Task description => Look through the listing below for the line containing "x=190, y=82". Copy it and each line after it up to and including the line containing "x=146, y=318", exactly, leaving out pictures.

Records shown =>

——————

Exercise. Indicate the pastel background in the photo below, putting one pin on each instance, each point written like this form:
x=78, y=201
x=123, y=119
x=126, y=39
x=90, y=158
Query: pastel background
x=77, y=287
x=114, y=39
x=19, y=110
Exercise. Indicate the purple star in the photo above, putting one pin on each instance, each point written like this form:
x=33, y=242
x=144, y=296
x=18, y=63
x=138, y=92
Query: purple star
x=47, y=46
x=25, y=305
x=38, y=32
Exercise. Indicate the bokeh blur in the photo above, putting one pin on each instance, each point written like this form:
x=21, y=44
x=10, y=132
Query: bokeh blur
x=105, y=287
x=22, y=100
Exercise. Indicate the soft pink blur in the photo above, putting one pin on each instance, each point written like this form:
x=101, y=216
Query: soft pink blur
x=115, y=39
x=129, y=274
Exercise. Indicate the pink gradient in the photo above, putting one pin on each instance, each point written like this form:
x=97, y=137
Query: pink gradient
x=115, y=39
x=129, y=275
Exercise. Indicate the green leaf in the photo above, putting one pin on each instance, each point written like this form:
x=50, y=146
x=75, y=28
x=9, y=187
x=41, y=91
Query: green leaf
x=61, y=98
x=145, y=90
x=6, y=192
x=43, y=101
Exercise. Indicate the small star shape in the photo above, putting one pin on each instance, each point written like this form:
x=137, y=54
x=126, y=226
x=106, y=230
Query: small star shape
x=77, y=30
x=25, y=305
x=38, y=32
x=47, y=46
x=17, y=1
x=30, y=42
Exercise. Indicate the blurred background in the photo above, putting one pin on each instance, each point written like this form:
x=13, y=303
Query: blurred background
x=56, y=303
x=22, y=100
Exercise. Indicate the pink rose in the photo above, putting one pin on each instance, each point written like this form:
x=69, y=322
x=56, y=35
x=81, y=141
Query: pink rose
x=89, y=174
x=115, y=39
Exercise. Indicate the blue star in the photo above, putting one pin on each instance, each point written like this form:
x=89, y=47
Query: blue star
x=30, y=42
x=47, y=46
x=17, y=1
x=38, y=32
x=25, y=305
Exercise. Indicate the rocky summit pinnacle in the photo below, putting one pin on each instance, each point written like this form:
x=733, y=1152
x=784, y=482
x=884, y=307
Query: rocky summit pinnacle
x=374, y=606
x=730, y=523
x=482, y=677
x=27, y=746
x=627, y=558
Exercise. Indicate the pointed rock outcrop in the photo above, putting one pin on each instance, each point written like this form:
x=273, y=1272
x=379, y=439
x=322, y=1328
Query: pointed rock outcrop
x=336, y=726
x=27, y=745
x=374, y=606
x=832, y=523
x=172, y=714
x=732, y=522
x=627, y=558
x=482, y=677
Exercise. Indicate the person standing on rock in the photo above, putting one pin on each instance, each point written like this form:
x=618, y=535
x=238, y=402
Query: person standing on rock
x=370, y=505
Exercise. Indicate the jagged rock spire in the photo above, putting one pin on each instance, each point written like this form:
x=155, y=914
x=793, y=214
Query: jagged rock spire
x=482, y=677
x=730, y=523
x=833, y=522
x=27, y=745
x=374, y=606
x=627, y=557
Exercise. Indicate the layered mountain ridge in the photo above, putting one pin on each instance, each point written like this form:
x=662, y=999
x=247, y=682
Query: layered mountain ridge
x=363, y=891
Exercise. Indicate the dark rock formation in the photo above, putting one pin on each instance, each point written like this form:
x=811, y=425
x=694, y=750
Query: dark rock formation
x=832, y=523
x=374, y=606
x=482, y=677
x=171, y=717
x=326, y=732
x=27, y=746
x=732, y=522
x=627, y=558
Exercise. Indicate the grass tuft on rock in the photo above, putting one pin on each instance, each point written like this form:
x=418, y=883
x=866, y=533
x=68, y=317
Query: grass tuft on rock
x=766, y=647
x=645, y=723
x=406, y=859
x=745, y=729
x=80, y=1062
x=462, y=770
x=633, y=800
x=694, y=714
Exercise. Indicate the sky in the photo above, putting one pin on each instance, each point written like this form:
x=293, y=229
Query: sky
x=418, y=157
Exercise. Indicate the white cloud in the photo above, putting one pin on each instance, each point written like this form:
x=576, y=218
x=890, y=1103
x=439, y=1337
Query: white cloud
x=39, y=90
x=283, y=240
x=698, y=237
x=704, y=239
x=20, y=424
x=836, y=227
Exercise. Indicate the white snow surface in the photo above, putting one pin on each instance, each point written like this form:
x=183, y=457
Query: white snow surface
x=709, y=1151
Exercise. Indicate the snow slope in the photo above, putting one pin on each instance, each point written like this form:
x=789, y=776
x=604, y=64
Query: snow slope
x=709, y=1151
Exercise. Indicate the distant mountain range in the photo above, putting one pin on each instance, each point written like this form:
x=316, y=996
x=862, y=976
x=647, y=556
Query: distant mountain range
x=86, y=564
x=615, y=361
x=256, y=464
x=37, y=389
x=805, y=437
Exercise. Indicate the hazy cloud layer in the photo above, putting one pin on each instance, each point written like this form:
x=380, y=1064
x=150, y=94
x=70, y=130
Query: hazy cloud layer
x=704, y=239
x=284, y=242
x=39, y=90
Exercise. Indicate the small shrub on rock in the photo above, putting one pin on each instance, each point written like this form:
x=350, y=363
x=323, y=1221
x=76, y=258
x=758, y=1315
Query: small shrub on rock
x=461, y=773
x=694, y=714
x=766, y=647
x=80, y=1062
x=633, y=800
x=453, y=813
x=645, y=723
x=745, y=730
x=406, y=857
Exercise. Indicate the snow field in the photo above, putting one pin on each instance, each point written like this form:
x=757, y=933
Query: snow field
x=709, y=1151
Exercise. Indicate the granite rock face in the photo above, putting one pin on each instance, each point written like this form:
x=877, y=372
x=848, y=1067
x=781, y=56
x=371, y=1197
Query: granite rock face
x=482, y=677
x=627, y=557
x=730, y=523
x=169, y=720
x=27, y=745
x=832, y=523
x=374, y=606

——————

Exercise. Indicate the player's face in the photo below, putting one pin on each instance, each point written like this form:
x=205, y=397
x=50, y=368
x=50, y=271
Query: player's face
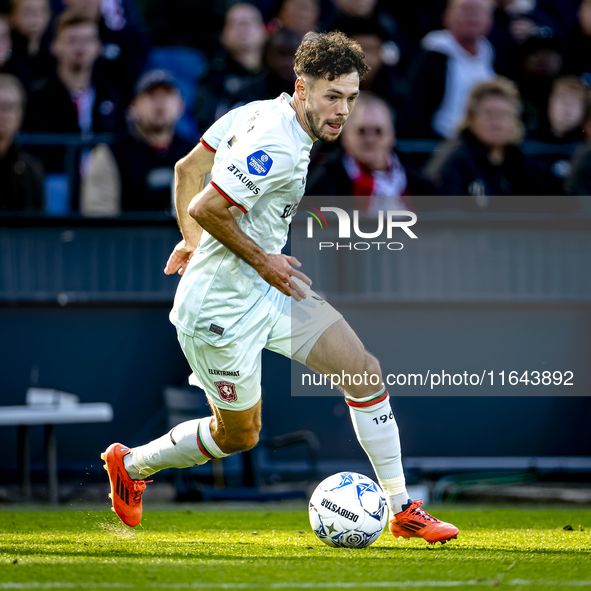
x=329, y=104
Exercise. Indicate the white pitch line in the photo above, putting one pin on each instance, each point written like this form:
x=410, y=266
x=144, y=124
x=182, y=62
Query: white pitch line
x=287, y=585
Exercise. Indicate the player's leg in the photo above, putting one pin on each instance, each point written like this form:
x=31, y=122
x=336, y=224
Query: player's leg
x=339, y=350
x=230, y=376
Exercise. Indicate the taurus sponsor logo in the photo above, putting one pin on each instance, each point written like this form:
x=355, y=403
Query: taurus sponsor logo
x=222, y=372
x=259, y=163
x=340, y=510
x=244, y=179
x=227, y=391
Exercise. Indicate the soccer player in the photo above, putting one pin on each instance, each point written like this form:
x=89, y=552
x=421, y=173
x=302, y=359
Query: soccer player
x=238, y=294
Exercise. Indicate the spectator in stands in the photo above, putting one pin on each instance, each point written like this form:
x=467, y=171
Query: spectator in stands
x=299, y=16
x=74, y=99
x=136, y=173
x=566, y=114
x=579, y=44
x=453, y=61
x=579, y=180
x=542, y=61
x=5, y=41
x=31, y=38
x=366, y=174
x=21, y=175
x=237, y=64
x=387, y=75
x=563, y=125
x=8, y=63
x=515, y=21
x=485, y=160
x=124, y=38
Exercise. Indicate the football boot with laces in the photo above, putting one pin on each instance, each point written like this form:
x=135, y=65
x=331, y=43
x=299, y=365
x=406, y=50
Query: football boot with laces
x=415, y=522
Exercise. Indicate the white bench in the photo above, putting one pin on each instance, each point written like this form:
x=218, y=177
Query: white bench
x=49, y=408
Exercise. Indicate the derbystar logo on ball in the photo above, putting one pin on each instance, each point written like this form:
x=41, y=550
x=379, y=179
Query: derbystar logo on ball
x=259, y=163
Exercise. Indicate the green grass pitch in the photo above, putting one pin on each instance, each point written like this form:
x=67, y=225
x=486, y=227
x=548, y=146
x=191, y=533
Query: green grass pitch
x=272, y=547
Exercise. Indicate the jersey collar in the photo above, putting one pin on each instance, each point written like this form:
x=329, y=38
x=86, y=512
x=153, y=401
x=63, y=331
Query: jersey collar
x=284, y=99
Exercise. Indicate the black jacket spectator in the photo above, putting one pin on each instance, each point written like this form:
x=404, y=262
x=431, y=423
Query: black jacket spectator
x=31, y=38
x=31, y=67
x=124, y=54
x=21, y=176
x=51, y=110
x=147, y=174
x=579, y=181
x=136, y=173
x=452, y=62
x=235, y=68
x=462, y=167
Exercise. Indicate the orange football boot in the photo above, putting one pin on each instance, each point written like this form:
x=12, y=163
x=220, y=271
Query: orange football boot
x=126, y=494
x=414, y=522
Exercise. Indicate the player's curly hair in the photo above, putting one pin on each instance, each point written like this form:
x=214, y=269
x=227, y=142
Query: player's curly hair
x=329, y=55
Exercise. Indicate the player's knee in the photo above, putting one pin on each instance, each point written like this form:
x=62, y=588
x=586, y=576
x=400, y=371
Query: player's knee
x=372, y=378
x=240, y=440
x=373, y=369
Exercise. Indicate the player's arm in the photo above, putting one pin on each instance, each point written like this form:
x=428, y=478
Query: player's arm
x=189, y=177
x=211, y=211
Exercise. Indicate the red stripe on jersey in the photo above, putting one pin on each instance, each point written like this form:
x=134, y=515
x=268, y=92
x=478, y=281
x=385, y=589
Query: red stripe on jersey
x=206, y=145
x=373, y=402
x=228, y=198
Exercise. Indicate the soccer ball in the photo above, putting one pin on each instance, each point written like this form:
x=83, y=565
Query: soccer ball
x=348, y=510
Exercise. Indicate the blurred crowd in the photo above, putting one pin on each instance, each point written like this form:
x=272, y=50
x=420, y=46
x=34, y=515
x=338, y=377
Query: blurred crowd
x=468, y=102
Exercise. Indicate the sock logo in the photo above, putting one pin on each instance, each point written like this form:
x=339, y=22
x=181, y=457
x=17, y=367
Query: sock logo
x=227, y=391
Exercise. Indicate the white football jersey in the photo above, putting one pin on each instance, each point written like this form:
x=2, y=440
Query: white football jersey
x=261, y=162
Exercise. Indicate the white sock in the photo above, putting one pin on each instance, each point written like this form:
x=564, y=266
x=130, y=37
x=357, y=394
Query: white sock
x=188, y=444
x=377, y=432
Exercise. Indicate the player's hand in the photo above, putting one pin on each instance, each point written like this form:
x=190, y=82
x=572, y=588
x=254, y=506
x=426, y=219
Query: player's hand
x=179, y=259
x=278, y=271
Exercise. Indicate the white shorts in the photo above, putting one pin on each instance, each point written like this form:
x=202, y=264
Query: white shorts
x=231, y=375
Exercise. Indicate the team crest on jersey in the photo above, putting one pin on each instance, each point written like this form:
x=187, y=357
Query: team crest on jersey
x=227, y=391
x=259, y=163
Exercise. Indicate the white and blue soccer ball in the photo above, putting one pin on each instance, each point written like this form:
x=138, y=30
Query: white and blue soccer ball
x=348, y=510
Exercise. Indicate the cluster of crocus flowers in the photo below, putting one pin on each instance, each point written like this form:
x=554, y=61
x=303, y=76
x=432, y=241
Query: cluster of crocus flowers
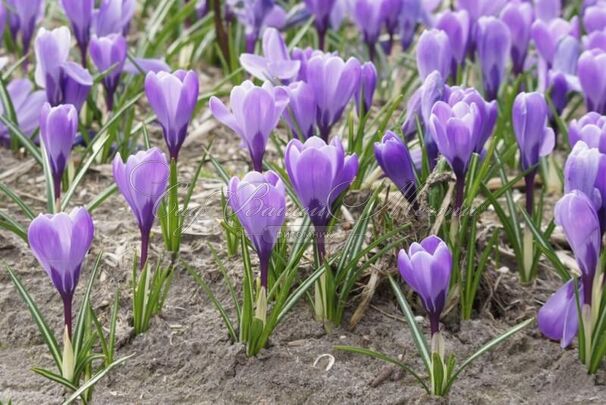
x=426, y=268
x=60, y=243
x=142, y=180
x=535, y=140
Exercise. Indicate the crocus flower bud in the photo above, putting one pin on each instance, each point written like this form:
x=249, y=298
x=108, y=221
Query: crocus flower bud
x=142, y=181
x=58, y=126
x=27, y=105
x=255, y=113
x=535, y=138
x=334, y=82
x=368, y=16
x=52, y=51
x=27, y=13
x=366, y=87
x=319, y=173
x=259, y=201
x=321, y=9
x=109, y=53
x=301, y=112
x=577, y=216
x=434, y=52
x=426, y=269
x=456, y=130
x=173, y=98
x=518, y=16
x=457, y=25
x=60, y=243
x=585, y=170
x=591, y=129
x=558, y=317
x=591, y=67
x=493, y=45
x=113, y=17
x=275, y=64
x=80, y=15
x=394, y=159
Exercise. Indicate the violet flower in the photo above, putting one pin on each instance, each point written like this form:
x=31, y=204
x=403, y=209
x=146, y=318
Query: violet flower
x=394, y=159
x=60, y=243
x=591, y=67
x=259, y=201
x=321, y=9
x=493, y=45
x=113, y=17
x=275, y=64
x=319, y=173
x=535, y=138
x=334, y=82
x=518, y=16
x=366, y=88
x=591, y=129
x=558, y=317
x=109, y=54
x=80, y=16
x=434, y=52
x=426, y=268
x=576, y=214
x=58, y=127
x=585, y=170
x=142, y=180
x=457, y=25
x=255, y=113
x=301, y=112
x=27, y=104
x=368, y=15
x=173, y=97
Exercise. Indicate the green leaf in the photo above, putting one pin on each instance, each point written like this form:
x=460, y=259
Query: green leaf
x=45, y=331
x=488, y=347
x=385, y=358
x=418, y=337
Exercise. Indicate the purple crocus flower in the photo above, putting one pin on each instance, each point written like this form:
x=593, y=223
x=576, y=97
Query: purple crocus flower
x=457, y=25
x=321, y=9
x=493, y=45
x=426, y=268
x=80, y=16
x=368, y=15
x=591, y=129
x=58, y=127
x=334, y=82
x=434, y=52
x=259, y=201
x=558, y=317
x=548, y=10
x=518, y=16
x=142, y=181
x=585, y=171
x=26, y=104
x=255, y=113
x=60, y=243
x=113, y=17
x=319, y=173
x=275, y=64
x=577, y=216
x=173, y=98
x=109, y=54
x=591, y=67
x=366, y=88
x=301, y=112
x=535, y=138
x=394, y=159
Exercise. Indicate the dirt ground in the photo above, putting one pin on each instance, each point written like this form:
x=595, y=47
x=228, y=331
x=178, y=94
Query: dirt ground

——————

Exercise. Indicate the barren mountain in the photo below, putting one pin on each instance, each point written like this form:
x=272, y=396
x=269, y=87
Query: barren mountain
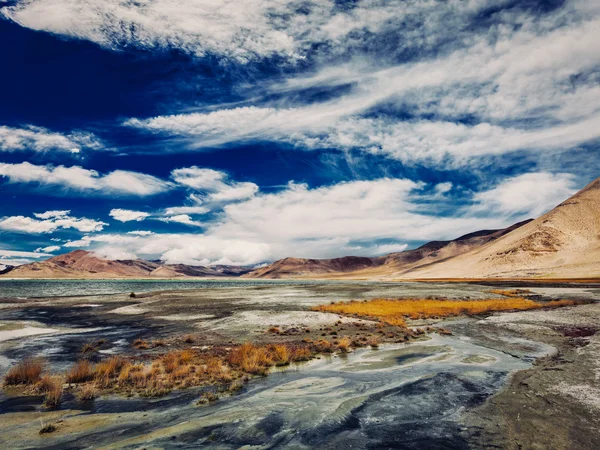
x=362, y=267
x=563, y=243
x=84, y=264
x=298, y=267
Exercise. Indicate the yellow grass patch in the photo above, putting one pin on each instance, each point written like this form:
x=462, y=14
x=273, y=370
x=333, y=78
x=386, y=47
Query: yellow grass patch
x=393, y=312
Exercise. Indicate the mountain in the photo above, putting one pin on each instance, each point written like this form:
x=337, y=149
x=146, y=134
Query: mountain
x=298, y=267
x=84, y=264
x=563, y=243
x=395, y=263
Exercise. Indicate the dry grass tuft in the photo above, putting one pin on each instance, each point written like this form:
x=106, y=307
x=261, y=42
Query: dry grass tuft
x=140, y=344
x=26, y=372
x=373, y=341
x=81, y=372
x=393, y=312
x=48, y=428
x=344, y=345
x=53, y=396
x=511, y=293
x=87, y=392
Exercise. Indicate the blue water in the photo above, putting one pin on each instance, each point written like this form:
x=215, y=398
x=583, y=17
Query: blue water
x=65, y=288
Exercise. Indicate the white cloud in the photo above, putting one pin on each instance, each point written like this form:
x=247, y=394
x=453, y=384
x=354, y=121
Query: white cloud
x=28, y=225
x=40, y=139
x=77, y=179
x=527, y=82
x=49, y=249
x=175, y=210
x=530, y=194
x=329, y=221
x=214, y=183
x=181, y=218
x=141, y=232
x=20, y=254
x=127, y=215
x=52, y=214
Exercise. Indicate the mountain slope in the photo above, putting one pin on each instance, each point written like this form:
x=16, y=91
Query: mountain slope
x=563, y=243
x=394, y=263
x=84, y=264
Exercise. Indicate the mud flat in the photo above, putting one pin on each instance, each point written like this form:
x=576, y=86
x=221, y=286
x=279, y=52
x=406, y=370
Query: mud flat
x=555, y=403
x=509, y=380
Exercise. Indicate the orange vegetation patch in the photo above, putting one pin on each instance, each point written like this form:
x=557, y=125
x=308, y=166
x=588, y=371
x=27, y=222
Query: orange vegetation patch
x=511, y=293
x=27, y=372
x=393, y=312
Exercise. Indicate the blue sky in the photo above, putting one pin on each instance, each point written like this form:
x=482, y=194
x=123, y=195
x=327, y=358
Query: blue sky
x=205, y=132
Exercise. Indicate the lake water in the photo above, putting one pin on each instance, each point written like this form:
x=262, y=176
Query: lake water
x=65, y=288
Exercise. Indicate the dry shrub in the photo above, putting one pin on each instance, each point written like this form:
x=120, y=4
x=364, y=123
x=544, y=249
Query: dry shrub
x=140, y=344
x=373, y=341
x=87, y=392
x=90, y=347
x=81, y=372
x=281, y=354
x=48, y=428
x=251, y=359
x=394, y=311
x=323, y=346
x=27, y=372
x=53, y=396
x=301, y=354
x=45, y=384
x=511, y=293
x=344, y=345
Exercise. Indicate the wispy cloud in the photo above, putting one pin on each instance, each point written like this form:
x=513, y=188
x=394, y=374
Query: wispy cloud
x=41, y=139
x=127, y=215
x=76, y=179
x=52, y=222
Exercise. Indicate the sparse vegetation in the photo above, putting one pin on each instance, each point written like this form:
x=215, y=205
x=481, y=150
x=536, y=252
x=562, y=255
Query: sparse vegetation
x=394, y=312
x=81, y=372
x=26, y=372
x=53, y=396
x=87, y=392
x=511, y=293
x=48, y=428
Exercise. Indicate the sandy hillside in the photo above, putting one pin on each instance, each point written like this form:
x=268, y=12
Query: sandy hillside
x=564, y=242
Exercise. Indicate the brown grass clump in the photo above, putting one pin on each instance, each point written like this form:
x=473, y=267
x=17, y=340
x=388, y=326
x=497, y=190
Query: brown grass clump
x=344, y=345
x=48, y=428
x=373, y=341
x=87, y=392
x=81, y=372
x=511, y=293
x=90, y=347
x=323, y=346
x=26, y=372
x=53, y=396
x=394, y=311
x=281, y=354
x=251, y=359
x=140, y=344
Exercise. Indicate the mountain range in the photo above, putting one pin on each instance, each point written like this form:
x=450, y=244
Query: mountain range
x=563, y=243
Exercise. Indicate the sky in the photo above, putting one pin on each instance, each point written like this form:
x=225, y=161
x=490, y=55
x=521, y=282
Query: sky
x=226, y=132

——————

Your solution =>
x=190, y=82
x=572, y=588
x=254, y=506
x=426, y=219
Query: player's hand
x=179, y=259
x=278, y=271
Exercise. Indicate the white shorts in the photo above, putting one pin on each instance, each point written like this form:
x=202, y=264
Query: white shorts
x=231, y=375
Exercise. Indicate the team crest on jersey in the photo above, putting one pin on each instance, each point written like this form:
x=187, y=357
Query: team crest on jersey
x=227, y=391
x=259, y=163
Exercise. Indicate the white and blue soccer ball in the photo above, putting one pin on each instance, each point written like this form:
x=138, y=30
Query: white and blue soccer ball
x=348, y=510
Exercise. Indicate the cluster of crocus flowers in the photo below, putting one pin on each instance, each point written like this form:
x=554, y=61
x=303, y=76
x=432, y=241
Query: cluster of crocus flowers
x=426, y=268
x=60, y=243
x=142, y=180
x=535, y=140
Exercise. Indicate the crocus flower bud in the photo above, putting one pin on each instance, each point written like this form:
x=249, y=298
x=108, y=221
Query: crocus flower bud
x=142, y=181
x=58, y=126
x=27, y=105
x=255, y=113
x=535, y=138
x=334, y=82
x=368, y=16
x=52, y=51
x=27, y=13
x=366, y=87
x=319, y=173
x=259, y=201
x=321, y=9
x=109, y=53
x=301, y=112
x=577, y=216
x=434, y=52
x=426, y=269
x=456, y=130
x=173, y=98
x=518, y=16
x=457, y=25
x=60, y=243
x=585, y=170
x=591, y=129
x=558, y=317
x=591, y=67
x=493, y=45
x=113, y=17
x=275, y=64
x=80, y=15
x=394, y=159
Exercise. Indicate the violet flower in the photo above, putting one pin on each instance, each point written like this form:
x=31, y=204
x=403, y=209
x=146, y=318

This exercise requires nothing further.